[Start of EXERCISE MATERIAL]

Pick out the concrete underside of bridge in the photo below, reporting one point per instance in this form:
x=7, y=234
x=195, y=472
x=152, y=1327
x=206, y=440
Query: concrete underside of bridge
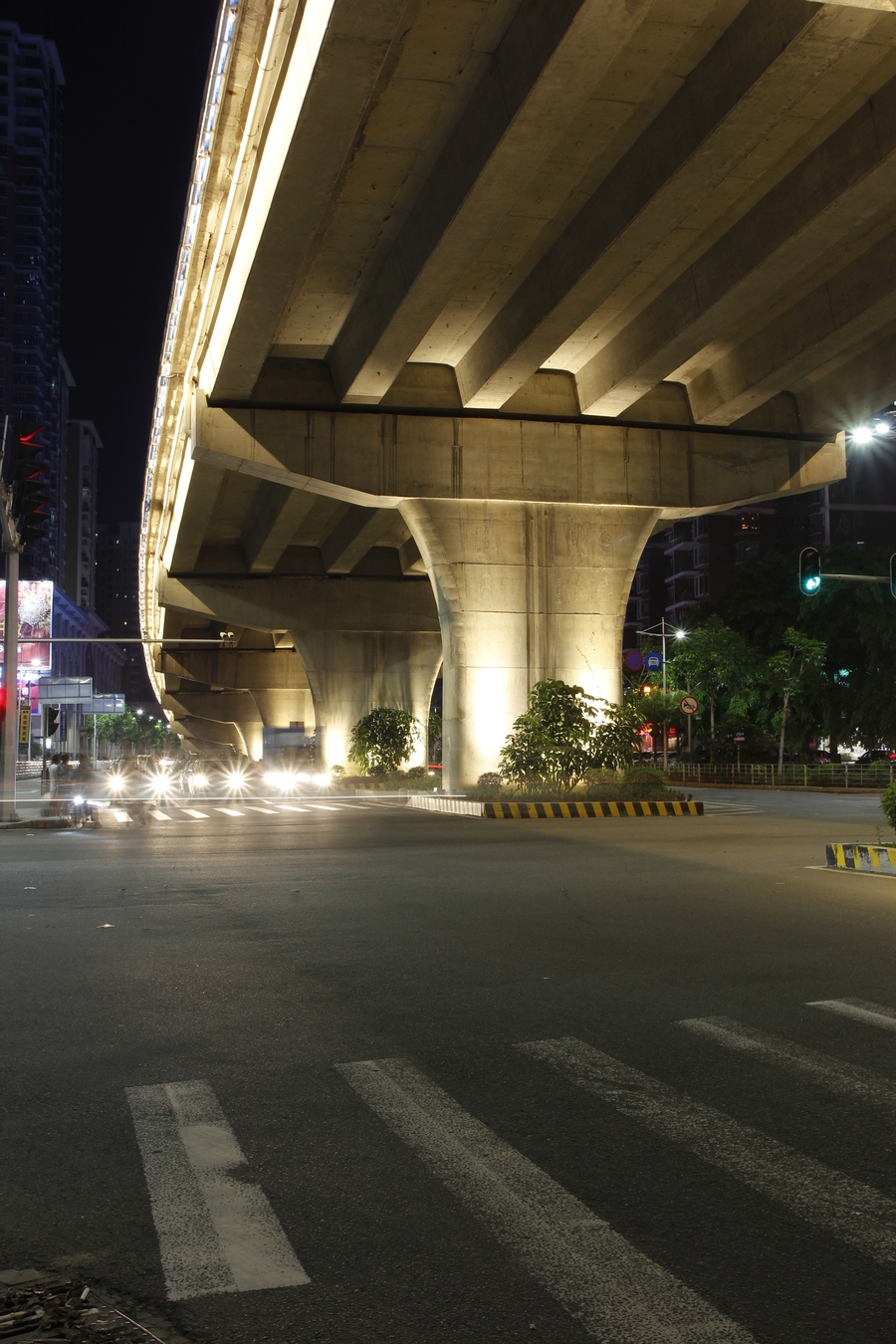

[End of EXERCISE MATERIAL]

* TO DO
Change every "concrete" in the listing to "steel" and reproduce the rest of the lines unchanged, leaving the pictures out.

* CORRECT RESULT
Pick out the steel underside of bridge in the photo below, reporting one point per instance in this form:
x=7, y=234
x=195, y=472
x=152, y=1327
x=206, y=440
Query: steel underside of bridge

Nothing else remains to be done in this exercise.